▶ _WRITTEN REQUEST_:
Copy out every entry, substituting "nonzero winding rule" for each occurrence of "even-odd rule" and leaving everything else unchanged.

▶ _PROVIDED MATERIAL_:
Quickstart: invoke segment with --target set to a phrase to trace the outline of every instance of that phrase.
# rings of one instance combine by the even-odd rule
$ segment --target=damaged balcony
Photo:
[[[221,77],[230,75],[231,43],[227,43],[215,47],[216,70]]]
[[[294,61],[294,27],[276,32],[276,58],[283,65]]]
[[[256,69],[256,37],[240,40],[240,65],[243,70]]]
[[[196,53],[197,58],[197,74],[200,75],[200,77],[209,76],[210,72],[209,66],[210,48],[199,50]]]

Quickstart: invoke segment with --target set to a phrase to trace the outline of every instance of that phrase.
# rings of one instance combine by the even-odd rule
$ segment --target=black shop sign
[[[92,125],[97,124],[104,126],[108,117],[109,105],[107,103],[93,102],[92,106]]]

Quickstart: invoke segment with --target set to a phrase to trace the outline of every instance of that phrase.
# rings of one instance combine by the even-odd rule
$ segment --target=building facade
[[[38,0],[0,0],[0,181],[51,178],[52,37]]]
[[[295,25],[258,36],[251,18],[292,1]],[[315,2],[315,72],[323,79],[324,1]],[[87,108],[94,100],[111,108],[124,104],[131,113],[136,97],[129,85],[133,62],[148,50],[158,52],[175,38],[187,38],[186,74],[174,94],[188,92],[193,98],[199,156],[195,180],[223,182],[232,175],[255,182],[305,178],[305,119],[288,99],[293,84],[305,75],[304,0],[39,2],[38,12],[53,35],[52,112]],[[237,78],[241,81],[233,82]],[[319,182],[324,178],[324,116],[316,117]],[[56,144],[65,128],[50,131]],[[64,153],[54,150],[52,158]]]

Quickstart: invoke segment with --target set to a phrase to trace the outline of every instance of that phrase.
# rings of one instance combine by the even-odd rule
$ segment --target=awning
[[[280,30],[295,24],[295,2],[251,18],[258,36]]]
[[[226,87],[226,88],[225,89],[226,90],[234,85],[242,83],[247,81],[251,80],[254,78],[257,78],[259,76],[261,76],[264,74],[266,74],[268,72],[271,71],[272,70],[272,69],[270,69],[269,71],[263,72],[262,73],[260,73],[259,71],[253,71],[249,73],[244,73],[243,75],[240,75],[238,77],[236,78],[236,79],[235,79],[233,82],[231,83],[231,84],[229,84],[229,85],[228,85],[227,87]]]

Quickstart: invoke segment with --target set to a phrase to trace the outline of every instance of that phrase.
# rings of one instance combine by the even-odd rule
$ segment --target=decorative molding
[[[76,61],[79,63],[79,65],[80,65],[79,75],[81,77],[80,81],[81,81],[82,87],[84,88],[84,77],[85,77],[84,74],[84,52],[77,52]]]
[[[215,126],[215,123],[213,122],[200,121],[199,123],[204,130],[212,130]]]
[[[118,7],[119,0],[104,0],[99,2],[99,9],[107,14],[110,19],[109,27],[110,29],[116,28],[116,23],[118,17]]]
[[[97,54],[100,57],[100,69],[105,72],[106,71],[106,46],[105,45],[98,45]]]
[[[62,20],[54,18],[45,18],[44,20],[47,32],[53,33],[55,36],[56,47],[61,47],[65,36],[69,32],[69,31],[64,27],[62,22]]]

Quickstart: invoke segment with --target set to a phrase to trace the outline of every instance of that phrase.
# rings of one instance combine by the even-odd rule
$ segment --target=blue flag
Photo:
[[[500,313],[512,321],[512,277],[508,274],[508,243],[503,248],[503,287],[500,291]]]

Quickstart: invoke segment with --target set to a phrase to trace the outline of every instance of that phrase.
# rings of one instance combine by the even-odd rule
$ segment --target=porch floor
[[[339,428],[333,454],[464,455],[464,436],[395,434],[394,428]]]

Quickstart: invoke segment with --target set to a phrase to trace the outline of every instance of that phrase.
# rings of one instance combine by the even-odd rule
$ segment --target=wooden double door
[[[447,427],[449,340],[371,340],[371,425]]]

▶ _EXERCISE ANSWER_:
Quickstart: invoke segment with --target set to a phrase to trace the outline of every instance of that phrase.
# rings of one instance combine by the nonzero winding rule
$ segment --target=damaged balcony
Photo:
[[[221,77],[230,75],[231,43],[227,43],[215,47],[216,70]]]
[[[294,61],[294,27],[276,32],[276,58],[283,65]]]
[[[256,69],[256,37],[240,40],[240,65],[243,70]]]
[[[196,53],[197,58],[197,74],[200,75],[200,77],[209,76],[210,72],[209,66],[210,48],[199,50]]]

Quickstart: invoke segment with --target set to a phrase to trace the outline of every instance of that phrase.
# rings of one instance combine by the nonzero winding rule
$ segment --target=black shop sign
[[[92,125],[97,124],[104,126],[108,117],[109,105],[107,103],[93,102],[92,106]]]

Quickstart: invoke segment with --target set to a phrase to trace the outline of every instance of that phrase.
# rings of one instance combine by the nonzero winding rule
$ segment --target=building facade
[[[38,0],[0,0],[0,181],[51,178],[52,37]]]
[[[295,25],[258,36],[251,18],[292,1]],[[315,2],[315,72],[323,79],[324,1]],[[87,108],[94,100],[111,108],[124,104],[131,113],[136,97],[129,85],[133,62],[148,50],[158,52],[175,38],[187,38],[186,74],[174,94],[188,92],[193,98],[199,156],[195,180],[223,182],[232,175],[255,182],[305,178],[305,119],[288,99],[293,84],[305,75],[304,0],[39,2],[38,12],[53,35],[52,112]],[[237,78],[241,81],[233,82]],[[319,182],[324,178],[324,116],[316,117]],[[56,144],[65,128],[50,131]],[[64,153],[54,150],[52,158]]]

Quickstart: invoke segment with --target set to a phrase to trace the outline of every instance of that phrase.
# rings of one instance combine by the nonzero winding rule
$ segment --target=awning
[[[280,30],[295,24],[295,2],[251,18],[258,36]]]
[[[226,87],[226,88],[225,89],[226,90],[234,85],[242,83],[247,81],[251,80],[254,78],[257,78],[259,76],[261,76],[264,74],[266,74],[268,72],[271,71],[272,70],[272,69],[270,69],[269,71],[263,72],[262,73],[260,73],[259,71],[253,71],[249,73],[244,73],[243,75],[240,75],[238,77],[236,78],[236,79],[235,79],[233,82],[231,83],[231,84],[229,84],[229,85],[228,85],[227,87]]]

Quickstart: invoke segment with --target set to a phrase to trace the outline of every instance of that phrase.
# rings of one instance combine by the nonzero winding rule
$ segment --target=decorative molding
[[[76,61],[79,63],[79,65],[80,65],[79,75],[81,77],[80,81],[81,81],[82,87],[84,88],[84,77],[85,77],[84,74],[84,52],[77,52]]]
[[[215,126],[215,123],[213,122],[200,121],[199,123],[204,130],[212,130]]]
[[[118,7],[119,0],[104,0],[99,2],[99,9],[107,14],[110,19],[109,27],[110,29],[116,28],[116,23],[118,17]]]
[[[97,54],[100,57],[100,69],[105,72],[106,71],[106,46],[105,45],[98,45]]]
[[[62,20],[54,18],[45,18],[44,20],[47,32],[53,33],[55,36],[56,47],[61,47],[65,36],[69,32],[69,31],[64,27],[62,22]]]

Quickstart: invoke segment with --target set to a phrase to trace the outline of every instance of that phrase.
# rings of one instance combine by the nonzero winding rule
$ segment --target=blue flag
Photo:
[[[500,313],[512,321],[512,277],[508,274],[508,243],[503,248],[503,287],[500,291]]]

Quickstart: invoke segment with --target set to a phrase to trace the outline of every instance of that phrase.
# rings of one instance combine by the nonzero winding rule
$ segment --target=porch floor
[[[339,428],[333,454],[464,455],[464,436],[395,434],[394,428]]]

Quickstart: invoke segment with --target set to a phrase to trace the outline of every instance of that phrase.
# rings of one instance combine by the nonzero winding rule
$ segment --target=wooden double door
[[[447,427],[449,340],[371,340],[371,425]]]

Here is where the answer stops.